== Segment start ==

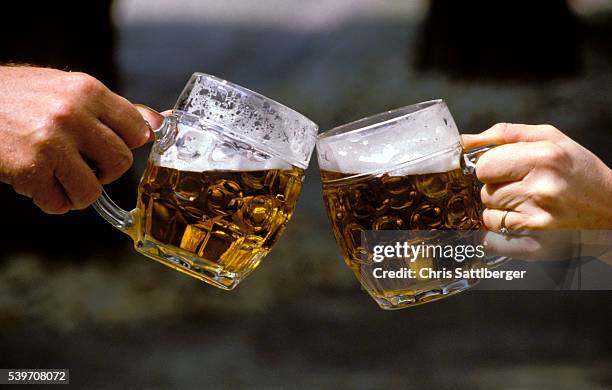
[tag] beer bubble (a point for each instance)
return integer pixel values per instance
(432, 186)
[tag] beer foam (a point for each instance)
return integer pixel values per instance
(197, 149)
(269, 125)
(425, 139)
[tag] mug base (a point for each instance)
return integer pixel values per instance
(405, 300)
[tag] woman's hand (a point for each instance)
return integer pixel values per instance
(542, 178)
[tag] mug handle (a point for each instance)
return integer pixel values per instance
(470, 157)
(468, 166)
(109, 210)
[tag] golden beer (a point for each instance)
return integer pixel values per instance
(222, 222)
(427, 202)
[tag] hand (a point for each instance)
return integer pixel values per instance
(57, 128)
(543, 178)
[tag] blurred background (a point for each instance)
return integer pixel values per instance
(73, 294)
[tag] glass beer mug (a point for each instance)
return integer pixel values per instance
(402, 170)
(221, 182)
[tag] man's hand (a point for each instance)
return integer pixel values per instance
(57, 128)
(543, 178)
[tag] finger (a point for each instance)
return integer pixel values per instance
(50, 197)
(78, 181)
(124, 119)
(506, 133)
(106, 151)
(503, 196)
(492, 220)
(505, 163)
(516, 247)
(152, 117)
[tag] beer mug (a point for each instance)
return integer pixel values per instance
(401, 170)
(221, 182)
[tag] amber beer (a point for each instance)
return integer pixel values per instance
(224, 221)
(436, 201)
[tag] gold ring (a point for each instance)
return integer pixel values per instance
(504, 229)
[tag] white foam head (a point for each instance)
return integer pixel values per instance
(205, 147)
(423, 136)
(261, 122)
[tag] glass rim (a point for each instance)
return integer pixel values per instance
(286, 114)
(247, 91)
(394, 167)
(381, 119)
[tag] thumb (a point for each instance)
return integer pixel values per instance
(507, 133)
(154, 118)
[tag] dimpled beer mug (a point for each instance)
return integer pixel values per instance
(222, 180)
(402, 170)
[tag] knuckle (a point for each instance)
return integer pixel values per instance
(549, 154)
(84, 85)
(549, 129)
(507, 130)
(65, 111)
(484, 167)
(53, 206)
(124, 162)
(119, 166)
(541, 221)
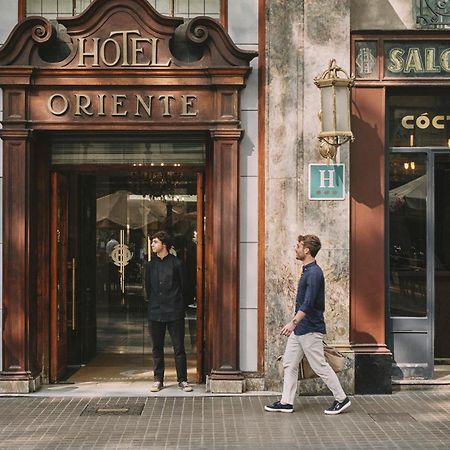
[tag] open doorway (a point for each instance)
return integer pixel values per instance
(103, 223)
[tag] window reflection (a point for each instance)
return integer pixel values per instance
(180, 8)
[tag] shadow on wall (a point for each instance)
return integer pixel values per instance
(380, 15)
(367, 164)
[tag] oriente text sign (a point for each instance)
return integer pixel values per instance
(112, 104)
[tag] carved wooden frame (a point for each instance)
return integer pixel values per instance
(214, 78)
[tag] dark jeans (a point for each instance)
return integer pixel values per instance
(158, 333)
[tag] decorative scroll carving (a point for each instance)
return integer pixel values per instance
(123, 35)
(432, 14)
(17, 50)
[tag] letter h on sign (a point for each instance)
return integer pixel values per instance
(326, 182)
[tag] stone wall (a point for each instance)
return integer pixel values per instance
(302, 37)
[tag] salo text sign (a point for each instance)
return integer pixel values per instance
(417, 59)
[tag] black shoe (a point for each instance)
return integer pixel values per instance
(279, 407)
(338, 407)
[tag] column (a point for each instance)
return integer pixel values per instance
(18, 307)
(224, 270)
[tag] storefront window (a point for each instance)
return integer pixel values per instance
(419, 119)
(408, 234)
(180, 8)
(137, 152)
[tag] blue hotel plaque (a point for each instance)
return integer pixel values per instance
(326, 182)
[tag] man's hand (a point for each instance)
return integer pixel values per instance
(288, 329)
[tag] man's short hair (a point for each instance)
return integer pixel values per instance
(165, 238)
(312, 242)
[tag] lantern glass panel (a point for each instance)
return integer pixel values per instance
(342, 108)
(327, 108)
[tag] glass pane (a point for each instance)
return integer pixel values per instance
(212, 7)
(127, 151)
(130, 209)
(442, 260)
(34, 7)
(327, 109)
(81, 5)
(407, 235)
(419, 119)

== Segment end ==

#### [EXERCISE DESCRIPTION]
Lines with "beer" in the records above: copy every one of them.

#### [EXERCISE SOLUTION]
[tag] beer bubble (a point for each instance)
[tag] beer foam (a point for each instance)
[tag] golden beer (a point for each instance)
[tag] glass beer mug (a point for each instance)
[tag] beer mug (a point for each instance)
[tag] amber beer (a point for each instance)
[tag] dimpled beer mug (a point for each instance)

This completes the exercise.